# [Brief]
Copy out all the records, word for word.

# [The input]
--- Start ---
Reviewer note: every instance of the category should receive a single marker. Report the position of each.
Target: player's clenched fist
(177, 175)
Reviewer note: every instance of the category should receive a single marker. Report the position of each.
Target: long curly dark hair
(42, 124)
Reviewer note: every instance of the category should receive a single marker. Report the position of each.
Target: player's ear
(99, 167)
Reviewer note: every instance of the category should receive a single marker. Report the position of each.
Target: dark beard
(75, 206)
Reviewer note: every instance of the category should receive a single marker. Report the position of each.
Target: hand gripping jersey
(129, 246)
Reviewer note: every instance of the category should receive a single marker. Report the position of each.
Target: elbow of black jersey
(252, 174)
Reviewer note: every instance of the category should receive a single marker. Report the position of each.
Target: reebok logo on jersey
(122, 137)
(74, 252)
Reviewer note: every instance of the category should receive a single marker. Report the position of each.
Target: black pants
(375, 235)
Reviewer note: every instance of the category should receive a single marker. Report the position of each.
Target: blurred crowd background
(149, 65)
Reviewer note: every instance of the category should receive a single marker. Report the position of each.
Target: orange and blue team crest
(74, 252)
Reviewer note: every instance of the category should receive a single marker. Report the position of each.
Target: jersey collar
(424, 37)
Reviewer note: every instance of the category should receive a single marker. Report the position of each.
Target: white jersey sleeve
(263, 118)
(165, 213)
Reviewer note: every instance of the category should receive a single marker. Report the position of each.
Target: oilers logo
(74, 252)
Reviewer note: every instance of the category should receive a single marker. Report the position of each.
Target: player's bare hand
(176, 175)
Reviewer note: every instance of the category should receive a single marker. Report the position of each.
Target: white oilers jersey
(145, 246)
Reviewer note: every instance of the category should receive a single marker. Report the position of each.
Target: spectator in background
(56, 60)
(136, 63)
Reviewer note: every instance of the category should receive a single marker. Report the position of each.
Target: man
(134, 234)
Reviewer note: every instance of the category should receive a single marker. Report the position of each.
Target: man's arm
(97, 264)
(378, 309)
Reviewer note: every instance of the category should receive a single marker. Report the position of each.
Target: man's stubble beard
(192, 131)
--- End ---
# [Exercise result]
Reviewer note: every instance of the category should receive a single marker. Report the position of each.
Target: player's clenched fist
(177, 175)
Reviewer note: every instance of the category should receive a single marker. Report the position of each.
Target: long curly dark hair
(42, 124)
Reviewer note: every instance of the category should receive a single marker. Report the position of each.
Target: player's ear
(99, 167)
Reviewer note: every instance of the category should receive a single marker. Report the position of each.
Target: dark beard
(75, 206)
Reviewer note: every instance of the category should receive a single marker. Report the position of each.
Target: hand gripping jersey
(129, 246)
Reviewer note: every instance of the category should receive a single marker. Report the position of each.
Target: elbow of black jersey
(252, 174)
Reviewer note: every instance of the category should receive a single marker. Report the position of each.
Target: reebok logo on jersey
(122, 137)
(74, 252)
Reviewer note: every instance of the category should receive a single marker. Report the position of each.
Target: black pants
(375, 235)
Reviewer note: every instance of the category should receive a single marker. Report the position of each.
Target: blurred crowd background
(149, 65)
Reviewer note: every instance of the category should receive a single marker. Report the position of each.
Target: orange and blue team crest
(74, 252)
Reviewer note: every instance of the category should receive a single marker. Report the position of each.
Target: jersey collar
(424, 37)
Reviewer note: every instance of the category should receive a single marker. Report the position of each.
Target: white jersey sleeve
(263, 118)
(165, 213)
Reviewer note: every instance of the category should receive a single marker. Report the position of each.
Target: oilers logo
(74, 252)
Reviewer note: every instance of the category should receive a single marker. Report the position of each.
Target: player's bare hand
(176, 175)
Reviewer note: every instance of the category should receive a single marker. Report the position of each.
Target: white oilers jersey
(145, 246)
Reviewer note: every instance of the category should receive a single marker. Report the position of each.
Target: spectator in background
(56, 60)
(136, 63)
Reviewer note: every instance of the category should receive a single marker. Report the position of each.
Target: man
(134, 234)
Reviewer note: every instance of the category should receive a single marker. Report the position of each.
Target: man's arm
(97, 264)
(378, 309)
Reviewer note: every instance of the category should receive a single marker. Report the position of each.
Target: man's stubble beard
(192, 131)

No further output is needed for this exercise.